OBJECTIVE =>
All of the material below is to be returned exactly.

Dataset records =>

↓

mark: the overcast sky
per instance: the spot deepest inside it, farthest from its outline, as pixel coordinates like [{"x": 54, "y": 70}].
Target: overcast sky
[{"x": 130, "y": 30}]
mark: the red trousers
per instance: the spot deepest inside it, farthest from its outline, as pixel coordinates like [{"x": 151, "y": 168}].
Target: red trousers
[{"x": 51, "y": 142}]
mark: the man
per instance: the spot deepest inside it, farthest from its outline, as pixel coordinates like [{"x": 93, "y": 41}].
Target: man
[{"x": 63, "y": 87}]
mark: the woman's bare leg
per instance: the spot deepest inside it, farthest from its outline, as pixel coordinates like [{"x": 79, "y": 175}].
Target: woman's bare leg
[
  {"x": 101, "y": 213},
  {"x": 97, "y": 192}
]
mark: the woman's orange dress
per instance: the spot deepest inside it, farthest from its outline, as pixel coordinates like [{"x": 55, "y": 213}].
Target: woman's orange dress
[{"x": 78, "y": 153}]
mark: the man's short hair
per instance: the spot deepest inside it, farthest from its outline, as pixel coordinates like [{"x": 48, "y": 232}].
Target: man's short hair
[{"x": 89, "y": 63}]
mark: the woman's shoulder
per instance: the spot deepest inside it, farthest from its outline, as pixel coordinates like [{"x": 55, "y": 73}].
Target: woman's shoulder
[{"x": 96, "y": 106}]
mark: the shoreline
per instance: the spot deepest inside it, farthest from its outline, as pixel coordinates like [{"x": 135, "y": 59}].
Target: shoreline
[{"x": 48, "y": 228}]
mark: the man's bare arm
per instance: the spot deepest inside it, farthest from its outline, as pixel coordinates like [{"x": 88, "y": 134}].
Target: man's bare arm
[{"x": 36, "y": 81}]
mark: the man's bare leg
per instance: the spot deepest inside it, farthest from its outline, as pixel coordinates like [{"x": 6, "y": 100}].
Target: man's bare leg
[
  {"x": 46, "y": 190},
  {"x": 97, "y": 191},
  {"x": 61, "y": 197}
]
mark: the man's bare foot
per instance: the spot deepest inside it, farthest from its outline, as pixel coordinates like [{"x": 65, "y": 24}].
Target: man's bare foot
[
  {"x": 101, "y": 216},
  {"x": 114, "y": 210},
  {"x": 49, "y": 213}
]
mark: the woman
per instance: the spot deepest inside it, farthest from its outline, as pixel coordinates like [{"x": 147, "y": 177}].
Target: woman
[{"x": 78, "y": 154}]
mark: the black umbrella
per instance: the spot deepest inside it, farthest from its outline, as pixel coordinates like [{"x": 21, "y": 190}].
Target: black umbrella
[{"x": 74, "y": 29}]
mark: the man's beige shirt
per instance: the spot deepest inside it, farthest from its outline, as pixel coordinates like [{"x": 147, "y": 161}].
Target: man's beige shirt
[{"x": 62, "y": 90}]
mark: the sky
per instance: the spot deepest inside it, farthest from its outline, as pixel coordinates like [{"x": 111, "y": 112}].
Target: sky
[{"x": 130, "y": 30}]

↑

TASK RESPONSE =>
mark: the overcast sky
per instance: the spot deepest inside it, farthest from its outline, as pixel coordinates like [{"x": 54, "y": 70}].
Target: overcast sky
[{"x": 130, "y": 30}]
mark: the red trousers
per instance: the spot deepest inside it, farthest from its outline, as pixel coordinates like [{"x": 151, "y": 168}].
Target: red trousers
[{"x": 51, "y": 142}]
mark: the man
per instance: the spot deepest inside it, farthest from its outline, as pixel coordinates like [{"x": 93, "y": 41}].
Target: man
[{"x": 63, "y": 87}]
mark: the woman's bare leg
per instance: the spot deepest inside it, farthest from its outline, as pixel coordinates like [{"x": 79, "y": 175}].
Target: woman's bare leg
[
  {"x": 101, "y": 213},
  {"x": 97, "y": 192}
]
mark: the woman's orange dress
per instance: the spot deepest inside it, farthest from its outline, as pixel coordinates like [{"x": 55, "y": 213}].
Target: woman's orange dress
[{"x": 78, "y": 153}]
mark: the man's short hair
per instance: the spot deepest inside it, farthest from its outline, as pixel coordinates like [{"x": 48, "y": 232}].
Target: man's short hair
[{"x": 89, "y": 63}]
mark: the woman's shoulder
per instance: the spot deepest inside it, farthest from its outline, as pixel coordinates like [{"x": 55, "y": 73}].
Target: woman's shoulder
[{"x": 96, "y": 106}]
mark: the shoreline
per instance: the spot deepest inside it, farthest from its outline, as pixel coordinates like [{"x": 135, "y": 59}].
Target: shoreline
[{"x": 48, "y": 228}]
mark: the man's bare arm
per instance: the spot deepest inside it, farthest from its outline, as pixel coordinates like [{"x": 88, "y": 134}].
Target: man's bare arm
[{"x": 36, "y": 81}]
mark: the man's bare leg
per instance: the spot deepest inside it, farthest from its outline, as pixel coordinates like [{"x": 6, "y": 100}].
Target: man's bare leg
[
  {"x": 46, "y": 190},
  {"x": 97, "y": 191},
  {"x": 61, "y": 197}
]
mark: the man's bare foot
per instance: the spot deepest inside it, farthest from its outline, as pixel coordinates like [{"x": 65, "y": 24}].
Target: man's bare foot
[
  {"x": 101, "y": 216},
  {"x": 114, "y": 210},
  {"x": 49, "y": 213}
]
mark: the woman
per instance: the spot deepest inside it, farthest from its outline, as pixel coordinates like [{"x": 147, "y": 177}].
Target: woman
[{"x": 78, "y": 154}]
mark: the black umbrella
per instance: the spot deepest inside it, farthest from its outline, as pixel coordinates like [{"x": 21, "y": 190}].
Target: black umbrella
[{"x": 74, "y": 29}]
mark: the man's beige shirt
per instance: the spot deepest inside it, farthest from its outline, as pixel coordinates like [{"x": 147, "y": 161}].
Target: man's beige shirt
[{"x": 62, "y": 90}]
mark: the sky
per instance: the spot deepest inside it, farthest from its outline, as pixel coordinates like [{"x": 111, "y": 112}].
Target: sky
[{"x": 130, "y": 30}]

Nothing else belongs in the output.